WHAT YOU ARE ASKED TO DO
Where a line below includes the word "wall", copy that line.

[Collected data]
---

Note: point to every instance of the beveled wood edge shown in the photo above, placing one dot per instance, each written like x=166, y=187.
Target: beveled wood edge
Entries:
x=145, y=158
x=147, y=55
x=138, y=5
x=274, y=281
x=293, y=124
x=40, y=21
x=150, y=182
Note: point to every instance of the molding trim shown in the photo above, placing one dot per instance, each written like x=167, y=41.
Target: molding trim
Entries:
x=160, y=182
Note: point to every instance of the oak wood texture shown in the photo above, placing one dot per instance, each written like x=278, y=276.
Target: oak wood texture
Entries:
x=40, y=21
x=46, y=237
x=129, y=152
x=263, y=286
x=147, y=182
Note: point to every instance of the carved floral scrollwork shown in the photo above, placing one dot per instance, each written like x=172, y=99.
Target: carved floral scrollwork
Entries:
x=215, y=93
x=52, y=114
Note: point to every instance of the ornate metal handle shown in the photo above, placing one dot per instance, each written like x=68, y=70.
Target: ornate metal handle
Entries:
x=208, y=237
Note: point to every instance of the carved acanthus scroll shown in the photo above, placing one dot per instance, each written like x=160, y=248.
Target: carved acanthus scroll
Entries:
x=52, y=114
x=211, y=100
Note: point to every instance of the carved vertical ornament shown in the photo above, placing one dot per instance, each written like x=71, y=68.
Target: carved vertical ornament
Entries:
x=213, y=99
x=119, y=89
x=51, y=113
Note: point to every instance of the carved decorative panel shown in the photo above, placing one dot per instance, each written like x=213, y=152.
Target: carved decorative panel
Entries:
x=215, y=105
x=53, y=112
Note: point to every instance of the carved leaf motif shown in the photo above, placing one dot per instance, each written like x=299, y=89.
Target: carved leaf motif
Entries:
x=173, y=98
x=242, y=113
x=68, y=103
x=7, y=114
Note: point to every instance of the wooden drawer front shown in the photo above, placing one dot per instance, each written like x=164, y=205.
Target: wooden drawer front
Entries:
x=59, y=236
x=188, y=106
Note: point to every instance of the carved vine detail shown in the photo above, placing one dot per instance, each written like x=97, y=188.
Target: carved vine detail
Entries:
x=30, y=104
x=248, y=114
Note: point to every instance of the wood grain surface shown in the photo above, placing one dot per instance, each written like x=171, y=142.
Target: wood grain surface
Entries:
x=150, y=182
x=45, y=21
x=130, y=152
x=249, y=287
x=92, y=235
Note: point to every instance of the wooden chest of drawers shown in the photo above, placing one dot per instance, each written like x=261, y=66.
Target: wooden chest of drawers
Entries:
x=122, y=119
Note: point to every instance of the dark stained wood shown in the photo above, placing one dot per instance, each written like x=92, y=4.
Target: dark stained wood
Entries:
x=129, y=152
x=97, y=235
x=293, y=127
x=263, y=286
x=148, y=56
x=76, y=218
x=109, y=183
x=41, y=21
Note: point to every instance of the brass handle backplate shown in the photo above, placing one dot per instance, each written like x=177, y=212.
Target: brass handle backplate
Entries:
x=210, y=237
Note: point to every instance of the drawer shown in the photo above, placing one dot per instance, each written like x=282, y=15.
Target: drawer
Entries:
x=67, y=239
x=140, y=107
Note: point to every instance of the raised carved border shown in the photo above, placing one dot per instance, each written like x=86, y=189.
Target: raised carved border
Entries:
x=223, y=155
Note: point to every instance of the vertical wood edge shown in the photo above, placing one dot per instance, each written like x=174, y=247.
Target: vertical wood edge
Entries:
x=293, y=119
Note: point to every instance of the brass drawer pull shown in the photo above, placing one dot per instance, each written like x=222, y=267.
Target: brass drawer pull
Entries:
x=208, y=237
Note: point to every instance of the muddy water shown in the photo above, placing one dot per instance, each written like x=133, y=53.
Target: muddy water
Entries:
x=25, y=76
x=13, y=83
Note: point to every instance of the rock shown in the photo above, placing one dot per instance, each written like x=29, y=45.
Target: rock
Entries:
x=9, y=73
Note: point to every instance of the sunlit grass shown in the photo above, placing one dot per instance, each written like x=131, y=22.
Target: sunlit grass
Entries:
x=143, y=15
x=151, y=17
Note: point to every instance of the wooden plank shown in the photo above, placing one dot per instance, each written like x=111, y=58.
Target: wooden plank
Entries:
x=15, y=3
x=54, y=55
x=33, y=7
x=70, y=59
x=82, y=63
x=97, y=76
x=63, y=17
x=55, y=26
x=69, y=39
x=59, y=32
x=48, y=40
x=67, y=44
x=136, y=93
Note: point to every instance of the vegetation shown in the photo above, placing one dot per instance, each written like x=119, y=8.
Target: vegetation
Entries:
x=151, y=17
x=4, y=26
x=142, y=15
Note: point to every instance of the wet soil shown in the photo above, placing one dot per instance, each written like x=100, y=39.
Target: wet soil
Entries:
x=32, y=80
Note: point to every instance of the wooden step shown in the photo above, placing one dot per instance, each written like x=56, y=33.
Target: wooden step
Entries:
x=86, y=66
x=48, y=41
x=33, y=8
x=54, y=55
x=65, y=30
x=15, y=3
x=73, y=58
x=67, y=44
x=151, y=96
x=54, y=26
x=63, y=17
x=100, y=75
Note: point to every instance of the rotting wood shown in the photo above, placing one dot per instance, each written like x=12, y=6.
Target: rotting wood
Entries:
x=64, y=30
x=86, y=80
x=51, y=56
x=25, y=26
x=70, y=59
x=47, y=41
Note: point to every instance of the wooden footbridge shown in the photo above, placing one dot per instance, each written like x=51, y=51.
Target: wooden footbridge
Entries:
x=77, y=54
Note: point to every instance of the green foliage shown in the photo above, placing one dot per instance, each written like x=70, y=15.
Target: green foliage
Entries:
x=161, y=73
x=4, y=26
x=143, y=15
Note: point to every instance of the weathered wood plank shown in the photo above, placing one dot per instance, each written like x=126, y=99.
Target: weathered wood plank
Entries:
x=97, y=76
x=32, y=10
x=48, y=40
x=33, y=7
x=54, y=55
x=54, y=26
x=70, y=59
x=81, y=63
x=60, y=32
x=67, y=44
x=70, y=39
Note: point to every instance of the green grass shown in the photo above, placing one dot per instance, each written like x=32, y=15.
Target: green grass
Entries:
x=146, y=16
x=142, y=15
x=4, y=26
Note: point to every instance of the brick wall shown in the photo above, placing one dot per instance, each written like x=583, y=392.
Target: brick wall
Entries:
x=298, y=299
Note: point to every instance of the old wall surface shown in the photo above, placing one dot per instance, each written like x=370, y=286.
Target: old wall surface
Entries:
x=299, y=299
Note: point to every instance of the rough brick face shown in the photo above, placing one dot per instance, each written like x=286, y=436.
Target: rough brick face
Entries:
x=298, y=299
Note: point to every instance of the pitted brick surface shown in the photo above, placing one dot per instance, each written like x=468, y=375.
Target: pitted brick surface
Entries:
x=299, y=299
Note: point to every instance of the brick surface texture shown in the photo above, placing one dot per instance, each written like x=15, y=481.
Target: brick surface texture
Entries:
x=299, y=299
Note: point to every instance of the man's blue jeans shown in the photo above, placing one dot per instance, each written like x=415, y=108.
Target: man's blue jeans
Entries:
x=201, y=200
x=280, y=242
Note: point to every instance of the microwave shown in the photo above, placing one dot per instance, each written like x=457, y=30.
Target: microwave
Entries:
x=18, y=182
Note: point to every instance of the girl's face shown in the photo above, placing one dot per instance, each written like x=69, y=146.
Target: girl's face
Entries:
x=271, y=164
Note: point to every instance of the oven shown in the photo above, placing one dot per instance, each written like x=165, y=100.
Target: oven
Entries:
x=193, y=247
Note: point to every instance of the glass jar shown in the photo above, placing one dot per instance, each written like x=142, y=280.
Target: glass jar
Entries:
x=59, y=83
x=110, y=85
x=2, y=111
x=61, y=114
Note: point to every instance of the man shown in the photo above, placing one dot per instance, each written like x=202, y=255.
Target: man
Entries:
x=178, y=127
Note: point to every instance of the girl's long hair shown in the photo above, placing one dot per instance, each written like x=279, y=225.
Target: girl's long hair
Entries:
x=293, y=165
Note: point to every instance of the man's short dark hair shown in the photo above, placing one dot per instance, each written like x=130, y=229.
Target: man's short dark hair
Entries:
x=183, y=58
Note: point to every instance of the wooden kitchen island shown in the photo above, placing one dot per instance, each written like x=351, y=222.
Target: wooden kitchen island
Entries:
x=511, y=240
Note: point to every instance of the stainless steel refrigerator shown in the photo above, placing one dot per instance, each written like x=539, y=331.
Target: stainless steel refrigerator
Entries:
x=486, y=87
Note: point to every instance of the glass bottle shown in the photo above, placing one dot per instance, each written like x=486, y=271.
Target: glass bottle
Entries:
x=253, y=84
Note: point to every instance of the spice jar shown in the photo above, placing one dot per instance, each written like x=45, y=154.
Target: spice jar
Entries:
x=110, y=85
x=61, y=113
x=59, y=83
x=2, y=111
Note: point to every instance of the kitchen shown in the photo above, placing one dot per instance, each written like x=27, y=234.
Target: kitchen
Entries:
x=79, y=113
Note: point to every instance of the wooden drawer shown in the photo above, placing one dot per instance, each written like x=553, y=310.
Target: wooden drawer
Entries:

---

RESPONSE TO THE EXERCISE
Note: point to every instance of the brick wall shown in the photo above, placing one dot per instance, each written like x=583, y=392.
Target: brick wall
Note: point to every instance of the old wall surface shown in the photo above, placing one dot per instance, each written like x=370, y=286.
Target: old wall surface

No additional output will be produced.